Collected data entries:
————
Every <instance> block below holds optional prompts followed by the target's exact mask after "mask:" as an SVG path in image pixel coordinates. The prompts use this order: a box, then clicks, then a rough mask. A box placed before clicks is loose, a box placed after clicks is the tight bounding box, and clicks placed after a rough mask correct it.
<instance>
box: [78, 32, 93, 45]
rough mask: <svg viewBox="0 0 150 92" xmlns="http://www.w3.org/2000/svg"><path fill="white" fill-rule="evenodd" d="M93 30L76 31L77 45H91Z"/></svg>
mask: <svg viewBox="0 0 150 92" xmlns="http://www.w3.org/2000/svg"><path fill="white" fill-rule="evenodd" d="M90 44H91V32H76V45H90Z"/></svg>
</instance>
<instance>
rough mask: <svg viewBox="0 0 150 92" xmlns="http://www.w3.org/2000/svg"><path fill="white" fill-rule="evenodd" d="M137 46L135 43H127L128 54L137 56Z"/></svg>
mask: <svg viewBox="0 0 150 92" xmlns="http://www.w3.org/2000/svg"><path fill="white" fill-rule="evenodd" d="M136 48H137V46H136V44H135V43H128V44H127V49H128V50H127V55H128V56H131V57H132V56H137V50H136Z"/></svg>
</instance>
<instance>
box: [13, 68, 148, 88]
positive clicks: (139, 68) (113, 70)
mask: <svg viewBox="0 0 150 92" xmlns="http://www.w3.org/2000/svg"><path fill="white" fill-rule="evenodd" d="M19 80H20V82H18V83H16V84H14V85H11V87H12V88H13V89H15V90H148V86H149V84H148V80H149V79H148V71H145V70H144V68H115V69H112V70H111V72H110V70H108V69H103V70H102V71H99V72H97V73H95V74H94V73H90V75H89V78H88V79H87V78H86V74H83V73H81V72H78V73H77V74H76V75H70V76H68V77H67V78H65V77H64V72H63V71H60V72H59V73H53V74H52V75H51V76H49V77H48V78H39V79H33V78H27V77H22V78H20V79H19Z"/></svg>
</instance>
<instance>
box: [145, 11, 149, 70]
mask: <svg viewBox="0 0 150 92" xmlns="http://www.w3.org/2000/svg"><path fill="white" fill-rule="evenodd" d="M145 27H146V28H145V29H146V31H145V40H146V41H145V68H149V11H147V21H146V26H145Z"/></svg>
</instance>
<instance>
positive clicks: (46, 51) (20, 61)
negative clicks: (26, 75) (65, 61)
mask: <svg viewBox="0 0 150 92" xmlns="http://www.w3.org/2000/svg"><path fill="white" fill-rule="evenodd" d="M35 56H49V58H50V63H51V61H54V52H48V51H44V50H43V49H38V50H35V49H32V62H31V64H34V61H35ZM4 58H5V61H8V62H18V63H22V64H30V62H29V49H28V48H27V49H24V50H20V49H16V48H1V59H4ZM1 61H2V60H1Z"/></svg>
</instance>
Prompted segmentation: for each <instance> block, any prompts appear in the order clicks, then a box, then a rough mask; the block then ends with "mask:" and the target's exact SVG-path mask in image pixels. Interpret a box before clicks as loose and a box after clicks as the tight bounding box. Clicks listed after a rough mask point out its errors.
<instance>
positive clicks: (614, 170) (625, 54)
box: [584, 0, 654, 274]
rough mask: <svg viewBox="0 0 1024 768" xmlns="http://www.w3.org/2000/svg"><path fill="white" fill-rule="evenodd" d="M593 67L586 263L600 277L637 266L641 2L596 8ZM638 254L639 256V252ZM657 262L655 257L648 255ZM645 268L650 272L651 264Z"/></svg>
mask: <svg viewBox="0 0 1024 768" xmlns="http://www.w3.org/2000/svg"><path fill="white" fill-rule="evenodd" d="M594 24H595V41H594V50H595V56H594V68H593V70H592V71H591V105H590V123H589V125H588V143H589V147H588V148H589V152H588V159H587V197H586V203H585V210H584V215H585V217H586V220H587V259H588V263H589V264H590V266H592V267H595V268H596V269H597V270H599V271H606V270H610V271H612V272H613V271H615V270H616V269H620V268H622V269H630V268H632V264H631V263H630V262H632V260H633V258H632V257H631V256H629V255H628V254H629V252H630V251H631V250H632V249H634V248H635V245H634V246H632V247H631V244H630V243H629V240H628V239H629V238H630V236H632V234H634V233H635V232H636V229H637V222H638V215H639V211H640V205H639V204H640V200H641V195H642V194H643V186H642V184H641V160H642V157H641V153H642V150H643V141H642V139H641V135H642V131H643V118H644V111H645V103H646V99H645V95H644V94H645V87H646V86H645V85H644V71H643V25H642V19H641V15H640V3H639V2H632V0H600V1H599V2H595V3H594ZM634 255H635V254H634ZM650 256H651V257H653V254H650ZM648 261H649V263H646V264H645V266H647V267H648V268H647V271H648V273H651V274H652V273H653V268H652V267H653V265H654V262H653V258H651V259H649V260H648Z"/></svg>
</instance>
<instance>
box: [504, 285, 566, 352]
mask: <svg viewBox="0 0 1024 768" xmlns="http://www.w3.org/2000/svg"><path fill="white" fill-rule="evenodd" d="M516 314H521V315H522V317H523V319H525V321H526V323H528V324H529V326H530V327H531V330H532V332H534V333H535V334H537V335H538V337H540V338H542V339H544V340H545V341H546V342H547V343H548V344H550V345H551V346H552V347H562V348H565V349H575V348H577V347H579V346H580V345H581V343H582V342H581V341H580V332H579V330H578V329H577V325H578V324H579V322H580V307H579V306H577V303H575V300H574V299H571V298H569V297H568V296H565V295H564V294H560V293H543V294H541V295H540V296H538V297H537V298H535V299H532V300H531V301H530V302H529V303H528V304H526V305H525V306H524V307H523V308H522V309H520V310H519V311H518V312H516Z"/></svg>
————
§ **Work request**:
What's needed is an exact copy of every entry.

§ **Answer space**:
Every <instance> block below holds optional prompts followed by the target's exact mask after "mask:" as an SVG path in image pixel coordinates. The prompts use this order: a box, then clicks, then a rough mask. A box placed before clicks is loose, a box placed after clicks is the tight bounding box, and clicks placed after a rough mask correct it.
<instance>
box: [78, 32, 93, 45]
rough mask: <svg viewBox="0 0 150 92" xmlns="http://www.w3.org/2000/svg"><path fill="white" fill-rule="evenodd" d="M93 30L76 31L77 45H91Z"/></svg>
mask: <svg viewBox="0 0 150 92" xmlns="http://www.w3.org/2000/svg"><path fill="white" fill-rule="evenodd" d="M90 44H91V32H76V45H90Z"/></svg>
</instance>
<instance>
rough mask: <svg viewBox="0 0 150 92" xmlns="http://www.w3.org/2000/svg"><path fill="white" fill-rule="evenodd" d="M137 46L135 43H127L128 54L137 56Z"/></svg>
mask: <svg viewBox="0 0 150 92" xmlns="http://www.w3.org/2000/svg"><path fill="white" fill-rule="evenodd" d="M136 48H137V46H136V44H135V43H128V44H127V49H128V50H127V55H128V56H131V57H132V56H137V50H136Z"/></svg>
</instance>
<instance>
box: [13, 68, 148, 88]
positive clicks: (139, 68) (113, 70)
mask: <svg viewBox="0 0 150 92" xmlns="http://www.w3.org/2000/svg"><path fill="white" fill-rule="evenodd" d="M19 80H20V82H18V83H16V84H14V85H11V87H12V88H13V89H15V90H148V86H149V84H148V80H149V79H148V71H145V70H144V68H115V69H112V70H111V72H110V70H108V69H103V70H102V71H99V72H97V73H95V74H94V73H90V75H89V78H88V79H87V78H86V74H83V73H81V72H78V73H77V74H76V75H70V76H68V77H67V78H65V77H64V72H63V71H60V72H59V73H53V74H52V75H51V76H49V77H48V78H39V79H33V78H27V77H22V78H20V79H19Z"/></svg>
</instance>
<instance>
box: [145, 11, 149, 70]
mask: <svg viewBox="0 0 150 92" xmlns="http://www.w3.org/2000/svg"><path fill="white" fill-rule="evenodd" d="M145 27H146V28H145V29H146V31H145V40H146V41H145V68H149V11H147V21H146V26H145Z"/></svg>
</instance>
<instance>
positive clicks: (46, 51) (20, 61)
negative clicks: (26, 75) (65, 61)
mask: <svg viewBox="0 0 150 92" xmlns="http://www.w3.org/2000/svg"><path fill="white" fill-rule="evenodd" d="M35 56H49V58H50V63H51V61H54V52H48V51H44V50H43V49H38V50H35V49H32V62H31V64H34V61H35ZM4 58H5V61H8V62H18V63H22V64H30V62H29V49H28V48H27V49H24V50H20V49H16V48H1V59H4ZM1 61H2V60H1Z"/></svg>
</instance>
Prompted segmentation: for each <instance> block, any prompts appear in the order clicks, then a box, then a rough mask; the block then ends with "mask:" and the target's exact SVG-path mask in image pixels. Interpret a box before clicks as loose and a box after clicks as the tight bounding box. Clicks listed after a rough mask point out its errors.
<instance>
positive clicks: (614, 170) (625, 54)
box: [584, 0, 654, 274]
rough mask: <svg viewBox="0 0 1024 768" xmlns="http://www.w3.org/2000/svg"><path fill="white" fill-rule="evenodd" d="M593 67L586 263L600 277L637 266L641 2L596 8ZM638 254L639 256V252ZM657 262L655 257L648 255ZM645 268L650 272L651 264Z"/></svg>
mask: <svg viewBox="0 0 1024 768" xmlns="http://www.w3.org/2000/svg"><path fill="white" fill-rule="evenodd" d="M594 24H595V41H594V50H595V56H594V68H593V70H592V71H591V105H590V123H589V125H588V143H589V147H588V148H589V152H588V159H587V197H586V203H585V210H584V215H585V217H586V220H587V259H588V263H589V264H590V266H592V267H595V268H596V269H597V270H599V271H606V270H610V271H612V272H613V271H615V270H616V269H620V268H622V269H630V268H632V264H631V263H630V262H632V260H633V258H632V257H631V256H629V255H628V254H629V252H630V251H631V250H632V249H634V248H635V245H634V246H632V247H631V244H630V243H629V240H628V239H629V238H630V236H632V234H634V233H635V232H636V229H637V222H638V215H639V211H640V205H639V204H640V200H641V195H642V194H643V186H642V184H641V160H642V157H641V153H642V150H643V141H642V139H641V135H642V131H643V118H644V111H645V103H646V99H645V95H644V94H645V87H646V86H645V85H644V71H643V25H642V19H641V15H640V3H639V2H632V0H600V1H599V2H595V3H594ZM634 255H635V254H634ZM650 256H651V257H653V254H650ZM648 261H649V263H646V264H645V266H647V267H648V268H647V271H648V273H651V274H652V273H653V268H652V267H653V265H654V262H653V258H651V259H649V260H648Z"/></svg>
</instance>
<instance>
box: [504, 285, 566, 352]
mask: <svg viewBox="0 0 1024 768" xmlns="http://www.w3.org/2000/svg"><path fill="white" fill-rule="evenodd" d="M516 314H521V315H522V317H523V319H525V321H526V323H528V324H529V326H530V327H531V330H532V332H534V333H535V334H537V335H538V337H540V338H542V339H544V340H545V341H546V342H547V343H548V344H550V345H551V346H552V347H562V348H565V349H575V348H577V347H579V346H580V345H581V343H582V342H581V341H580V332H579V330H578V329H577V325H578V324H579V322H580V307H579V306H577V303H575V300H574V299H571V298H569V297H568V296H565V295H564V294H560V293H543V294H541V295H540V296H538V297H537V298H535V299H532V300H531V301H530V302H529V303H528V304H526V305H525V306H524V307H523V308H522V309H520V310H519V311H518V312H516Z"/></svg>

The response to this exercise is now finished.